--- START Input rows ---

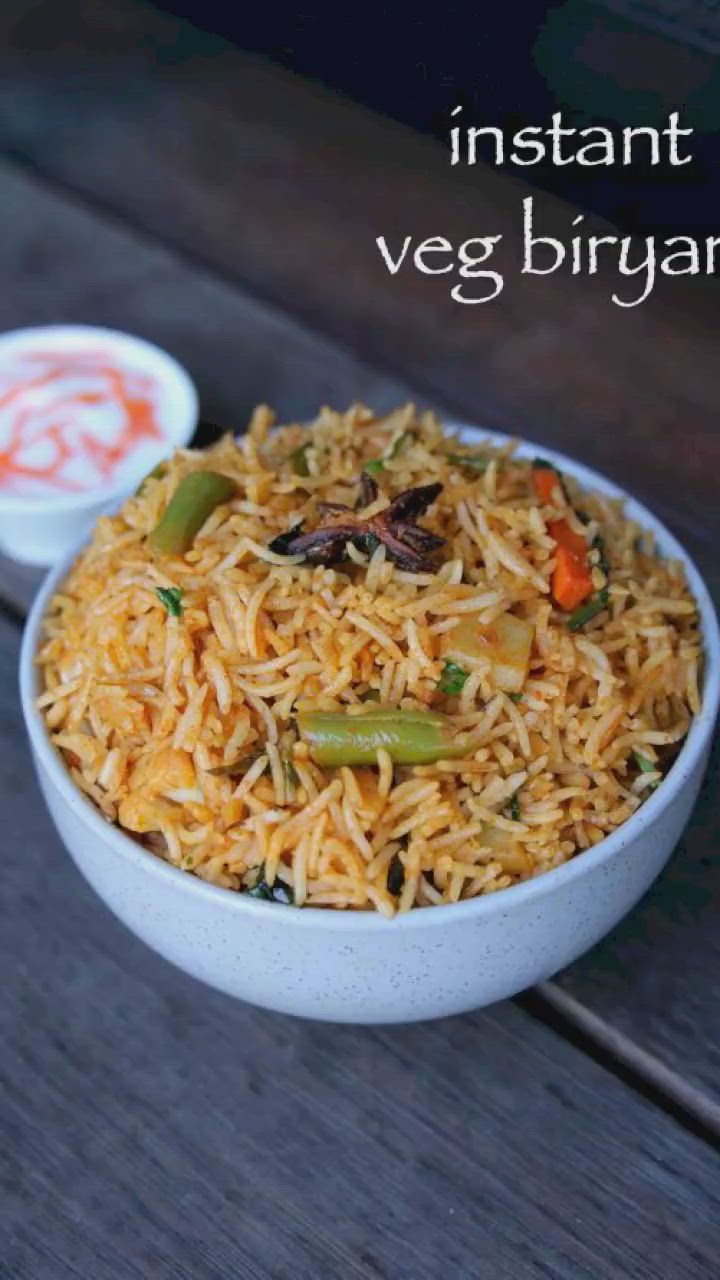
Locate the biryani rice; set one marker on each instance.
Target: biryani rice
(153, 712)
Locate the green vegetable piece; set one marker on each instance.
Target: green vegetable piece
(468, 460)
(299, 458)
(376, 465)
(452, 679)
(409, 737)
(172, 598)
(194, 499)
(588, 611)
(646, 766)
(395, 876)
(277, 892)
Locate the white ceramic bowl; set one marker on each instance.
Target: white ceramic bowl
(40, 530)
(358, 967)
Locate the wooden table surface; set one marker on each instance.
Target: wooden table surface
(158, 179)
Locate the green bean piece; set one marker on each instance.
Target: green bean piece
(409, 737)
(646, 766)
(588, 611)
(194, 499)
(452, 679)
(172, 598)
(469, 460)
(376, 465)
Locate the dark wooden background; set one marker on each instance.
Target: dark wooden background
(155, 178)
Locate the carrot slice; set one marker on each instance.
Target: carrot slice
(572, 580)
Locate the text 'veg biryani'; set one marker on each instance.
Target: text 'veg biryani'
(364, 664)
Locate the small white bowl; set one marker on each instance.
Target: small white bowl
(40, 530)
(356, 967)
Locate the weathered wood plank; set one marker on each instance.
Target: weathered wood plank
(285, 187)
(151, 1127)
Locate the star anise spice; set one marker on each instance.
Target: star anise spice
(406, 544)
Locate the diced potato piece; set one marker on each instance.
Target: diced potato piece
(506, 643)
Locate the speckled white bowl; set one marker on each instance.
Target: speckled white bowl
(358, 967)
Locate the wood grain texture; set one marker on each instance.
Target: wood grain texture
(151, 1127)
(285, 187)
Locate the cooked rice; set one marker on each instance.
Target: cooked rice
(145, 707)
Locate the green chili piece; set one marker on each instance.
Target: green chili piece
(409, 737)
(172, 598)
(194, 499)
(276, 892)
(469, 460)
(452, 679)
(588, 611)
(646, 766)
(377, 465)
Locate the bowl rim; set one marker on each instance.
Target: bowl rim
(313, 917)
(169, 370)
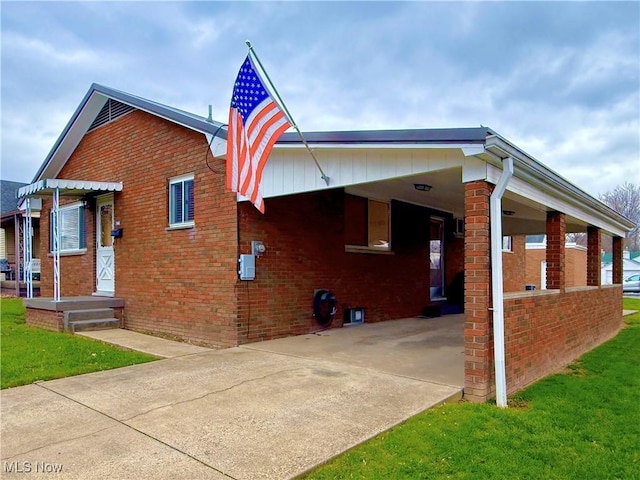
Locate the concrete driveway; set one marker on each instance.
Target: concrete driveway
(269, 410)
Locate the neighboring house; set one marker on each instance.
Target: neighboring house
(145, 219)
(12, 240)
(630, 266)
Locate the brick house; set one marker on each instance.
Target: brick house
(404, 225)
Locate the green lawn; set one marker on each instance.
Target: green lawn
(584, 424)
(28, 354)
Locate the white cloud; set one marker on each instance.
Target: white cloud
(558, 79)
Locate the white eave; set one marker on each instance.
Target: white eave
(534, 173)
(47, 186)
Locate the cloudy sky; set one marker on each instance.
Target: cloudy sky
(561, 80)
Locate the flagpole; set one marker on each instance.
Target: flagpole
(286, 111)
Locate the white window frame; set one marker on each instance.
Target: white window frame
(78, 207)
(173, 181)
(507, 243)
(382, 249)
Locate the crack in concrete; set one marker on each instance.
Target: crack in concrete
(216, 392)
(59, 442)
(136, 430)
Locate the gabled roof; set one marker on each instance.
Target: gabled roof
(9, 199)
(91, 105)
(480, 141)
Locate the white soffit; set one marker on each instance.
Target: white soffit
(68, 187)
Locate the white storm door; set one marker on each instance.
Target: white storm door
(105, 258)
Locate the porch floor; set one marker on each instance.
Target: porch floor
(73, 303)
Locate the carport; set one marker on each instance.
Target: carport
(471, 188)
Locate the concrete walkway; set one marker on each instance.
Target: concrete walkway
(160, 347)
(269, 410)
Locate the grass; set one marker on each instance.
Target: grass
(28, 354)
(581, 424)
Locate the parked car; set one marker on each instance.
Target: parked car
(632, 284)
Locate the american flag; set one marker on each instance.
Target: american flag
(255, 124)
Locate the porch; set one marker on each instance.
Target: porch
(74, 314)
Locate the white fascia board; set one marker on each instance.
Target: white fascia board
(528, 186)
(546, 180)
(474, 148)
(218, 146)
(72, 135)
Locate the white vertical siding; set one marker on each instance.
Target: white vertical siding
(294, 171)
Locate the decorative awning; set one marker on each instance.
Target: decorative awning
(78, 188)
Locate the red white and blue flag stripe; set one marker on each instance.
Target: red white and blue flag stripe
(255, 124)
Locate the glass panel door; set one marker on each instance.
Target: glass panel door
(436, 258)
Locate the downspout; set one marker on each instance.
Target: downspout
(497, 290)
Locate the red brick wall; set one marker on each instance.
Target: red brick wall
(178, 283)
(513, 265)
(304, 238)
(47, 319)
(543, 333)
(478, 331)
(575, 266)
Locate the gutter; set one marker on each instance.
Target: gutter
(497, 291)
(535, 172)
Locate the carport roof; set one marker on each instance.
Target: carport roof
(430, 135)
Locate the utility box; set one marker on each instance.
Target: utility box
(247, 270)
(353, 316)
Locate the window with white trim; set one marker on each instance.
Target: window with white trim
(367, 223)
(507, 244)
(72, 235)
(181, 206)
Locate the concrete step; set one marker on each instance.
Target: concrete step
(93, 324)
(88, 314)
(75, 316)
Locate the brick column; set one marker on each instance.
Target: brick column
(617, 260)
(478, 334)
(594, 255)
(556, 230)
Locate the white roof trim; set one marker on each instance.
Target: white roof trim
(466, 147)
(46, 187)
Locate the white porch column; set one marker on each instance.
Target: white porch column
(27, 233)
(56, 243)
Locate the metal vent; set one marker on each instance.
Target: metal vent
(111, 110)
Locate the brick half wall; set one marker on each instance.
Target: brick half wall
(546, 331)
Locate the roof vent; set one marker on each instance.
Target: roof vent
(111, 110)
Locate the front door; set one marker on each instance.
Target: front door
(105, 258)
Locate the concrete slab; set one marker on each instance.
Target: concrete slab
(46, 434)
(160, 347)
(429, 349)
(271, 410)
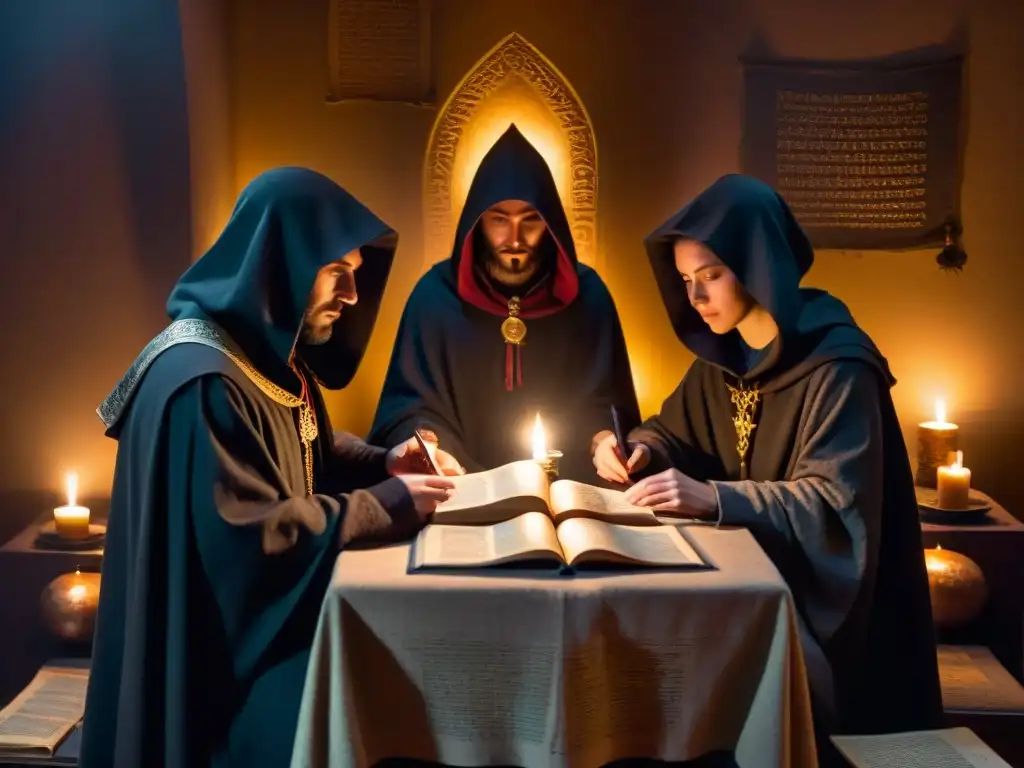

--- END Input rows ---

Exercise brief - Convert all of the records above into a Markdown table with a Number column for the row number and an Entry column for each line, skipping blank lines. Leave the pictures out of the table.

Expected answer -
| Number | Entry |
|---|---|
| 1 | Locate the biryani rice; set one marker on each instance. |
| 2 | Target: biryani rice |
| 3 | (153, 712) |
| 4 | Locate the green vegetable piece; set one marker on each instance. |
| 5 | Target: green vegetable piece |
| 6 | (468, 460) |
| 7 | (299, 458) |
| 8 | (376, 465) |
| 9 | (452, 679) |
| 10 | (409, 737) |
| 11 | (172, 598) |
| 12 | (194, 499) |
| 13 | (588, 611) |
| 14 | (646, 766) |
| 15 | (395, 876) |
| 16 | (277, 892) |
| 17 | Locate the white ceramic bowl; set one marker on each instance. |
| 18 | Target: white ceramic bowl |
| 19 | (40, 530) |
| 20 | (358, 967) |
| 21 | Locate the wooden table surface; set one marker on each instance. |
| 22 | Target: wooden table surface |
| 23 | (158, 179) |
| 24 | Locate the green bean piece; set one marker on each instance. |
| 25 | Target: green bean piece |
| 26 | (409, 737) |
| 27 | (646, 766) |
| 28 | (588, 611) |
| 29 | (194, 499) |
| 30 | (452, 679) |
| 31 | (172, 598) |
| 32 | (469, 460) |
| 33 | (376, 465) |
| 34 | Locate the dark wooden background; set one marker on each instance. |
| 35 | Target: dark wooden background |
| 36 | (155, 178) |
| 37 | Locate the carrot slice; set one marker on each instance. |
| 38 | Target: carrot slice |
| 39 | (572, 580) |
| 40 | Locate the text 'veg biryani'; set one marker on each instance. |
| 41 | Target: text 'veg biryani' |
| 42 | (364, 664) |
| 43 | Locate the small white bowl; set one marker on each instance. |
| 44 | Target: small white bowl |
| 45 | (40, 530) |
| 46 | (356, 967) |
| 47 | Locate the weathered wood plank; set one marker on each instance. |
| 48 | Target: weathered wood plank |
| 49 | (285, 187) |
| 50 | (151, 1127) |
| 51 | Locate the star anise spice; set one marker on each instance. |
| 52 | Target: star anise spice |
| 53 | (406, 544) |
| 54 | Locate the diced potato piece; set one marker on each instance. |
| 55 | Target: diced potato piece |
| 56 | (506, 643) |
| 57 | Locate the speckled white bowl; set one marker on each instance. |
| 58 | Target: speckled white bowl |
| 59 | (358, 967) |
| 60 | Locate the wood grain texture; set one marker on each instance. |
| 61 | Target: wood grain texture |
| 62 | (151, 1127) |
| 63 | (285, 187) |
| 64 | Locate the cooked rice; set one marker on each instance. |
| 65 | Target: cooked rice |
| 66 | (145, 707) |
| 67 | Locate the green chili piece; set one marker on each instance. |
| 68 | Target: green chili piece |
| 69 | (409, 737) |
| 70 | (172, 598) |
| 71 | (194, 499) |
| 72 | (276, 892) |
| 73 | (469, 460) |
| 74 | (452, 679) |
| 75 | (588, 611) |
| 76 | (646, 766) |
| 77 | (377, 465) |
| 78 | Locate the bowl rim; set one marker on each instance. |
| 79 | Target: bowl rim |
| 80 | (313, 917) |
| 81 | (169, 370) |
| 82 | Locate the concrete driveway; set one marker on each instance. |
| 83 | Target: concrete driveway |
| 84 | (269, 410) |
| 85 | Locate the neighboring house; set one marker on each instance. |
| 86 | Target: neighboring house |
| 87 | (145, 219) |
| 88 | (12, 240) |
| 89 | (630, 266) |
| 90 | Locate the brick house; set one marker on each instance. |
| 91 | Target: brick house |
| 92 | (404, 225) |
| 93 | Locate the green lawn; set one marker on each instance. |
| 94 | Target: green lawn |
| 95 | (584, 424) |
| 96 | (28, 354) |
| 97 | Locate the white cloud; set one marker on each instance. |
| 98 | Target: white cloud |
| 99 | (558, 79) |
| 100 | Locate the white eave; set one marker on each instance. |
| 101 | Target: white eave |
| 102 | (534, 173) |
| 103 | (47, 186) |
| 104 | Locate the cloudy sky; set one marker on each instance. |
| 105 | Target: cloudy sky |
| 106 | (561, 80) |
| 107 | Locate the flagpole; set one marker on each instance. |
| 108 | Target: flagpole |
| 109 | (286, 111) |
| 110 | Locate the white window frame; set one marker on each instance. |
| 111 | Target: white window frame |
| 112 | (78, 207) |
| 113 | (173, 181) |
| 114 | (507, 243) |
| 115 | (382, 249) |
| 116 | Locate the crack in concrete; set one marker on each instance. |
| 117 | Target: crack in concrete |
| 118 | (216, 392) |
| 119 | (59, 442) |
| 120 | (136, 430) |
| 121 | Locate the gabled roof; set one marker on each instance. |
| 122 | Target: gabled roof |
| 123 | (9, 199) |
| 124 | (91, 105) |
| 125 | (480, 141) |
| 126 | Locate the white soffit; set one marker on each instance. |
| 127 | Target: white soffit |
| 128 | (68, 187) |
| 129 | Locate the white storm door; set one marker on each instance. |
| 130 | Target: white storm door |
| 131 | (105, 258) |
| 132 | Locate the porch floor; set one marker on each instance. |
| 133 | Target: porch floor |
| 134 | (73, 303) |
| 135 | Locate the carport; set one marker on each instance. |
| 136 | Target: carport |
| 137 | (471, 188) |
| 138 | Locate the concrete walkway; set one marker on each instance. |
| 139 | Target: concrete walkway |
| 140 | (160, 347) |
| 141 | (269, 410) |
| 142 | Locate the grass; set one marker on each instance. |
| 143 | Target: grass |
| 144 | (28, 354) |
| 145 | (581, 424) |
| 146 | Locate the parked car; set one marker on each instance. |
| 147 | Target: parked car |
| 148 | (632, 284) |
| 149 | Locate the american flag; set one marker on each instance. |
| 150 | Target: american flag |
| 151 | (255, 124) |
| 152 | Locate the porch; set one marker on each instance. |
| 153 | Target: porch |
| 154 | (74, 314) |
| 155 | Locate the white fascia board; set one marker on each instance. |
| 156 | Target: white fascia board |
| 157 | (528, 186) |
| 158 | (546, 180) |
| 159 | (474, 148) |
| 160 | (218, 146) |
| 161 | (72, 135) |
| 162 | Locate the white vertical siding; set one marker on each instance. |
| 163 | Target: white vertical siding |
| 164 | (294, 171) |
| 165 | Locate the decorative awning; set one marker on each instance. |
| 166 | Target: decorative awning |
| 167 | (78, 188) |
| 168 | Locate the red white and blue flag stripe; set one marker on each instance. |
| 169 | Target: red white and blue flag stripe |
| 170 | (255, 124) |
| 171 | Locate the glass panel door; set one marker on each instance. |
| 172 | Target: glass panel door |
| 173 | (436, 258) |
| 174 | Locate the downspout; set one marker on each instance. |
| 175 | Target: downspout |
| 176 | (497, 290) |
| 177 | Locate the red brick wall; set one marker on each instance. |
| 178 | Target: red brick wall |
| 179 | (178, 283) |
| 180 | (513, 265) |
| 181 | (304, 238) |
| 182 | (47, 319) |
| 183 | (543, 333) |
| 184 | (478, 331) |
| 185 | (575, 266) |
| 186 | Locate the gutter; set one marker on each instance. |
| 187 | Target: gutter |
| 188 | (497, 291) |
| 189 | (535, 172) |
| 190 | Locate the carport roof; set one marker on each instance. |
| 191 | Target: carport roof |
| 192 | (430, 135) |
| 193 | Locate the utility box; set one marker on each instance. |
| 194 | Target: utility box |
| 195 | (247, 270) |
| 196 | (353, 316) |
| 197 | Locate the window with white trim; set one marker on each instance. |
| 198 | Target: window with white trim |
| 199 | (367, 223) |
| 200 | (507, 244) |
| 201 | (72, 235) |
| 202 | (181, 206) |
| 203 | Locate the concrete step; set one marker on each instance. |
| 204 | Target: concrete step |
| 205 | (93, 324) |
| 206 | (88, 314) |
| 207 | (75, 316) |
| 208 | Locate the brick column; set one marker on each instance. |
| 209 | Target: brick column |
| 210 | (617, 260) |
| 211 | (478, 334) |
| 212 | (594, 255) |
| 213 | (556, 230) |
| 214 | Locate the white roof trim; set one marker on each instance. |
| 215 | Target: white roof trim |
| 216 | (466, 147) |
| 217 | (46, 187) |
| 218 | Locate the white porch column; set one marker on each instance. |
| 219 | Target: white porch column |
| 220 | (27, 233) |
| 221 | (56, 243) |
| 222 | Locate the metal vent; set one marker on each instance. |
| 223 | Target: metal vent |
| 224 | (111, 110) |
| 225 | Locate the brick half wall; set one marker on each instance. |
| 226 | Target: brick half wall |
| 227 | (546, 331) |
| 228 | Locate the roof vent; set one marker on each instance. |
| 229 | Target: roof vent |
| 230 | (111, 110) |
| 231 | Locate the front door; set one marker on each instance. |
| 232 | Target: front door |
| 233 | (105, 258) |
| 234 | Locate the concrete slab; set one marker on each instance. |
| 235 | Target: concrete slab |
| 236 | (46, 434) |
| 237 | (160, 347) |
| 238 | (429, 349) |
| 239 | (271, 410) |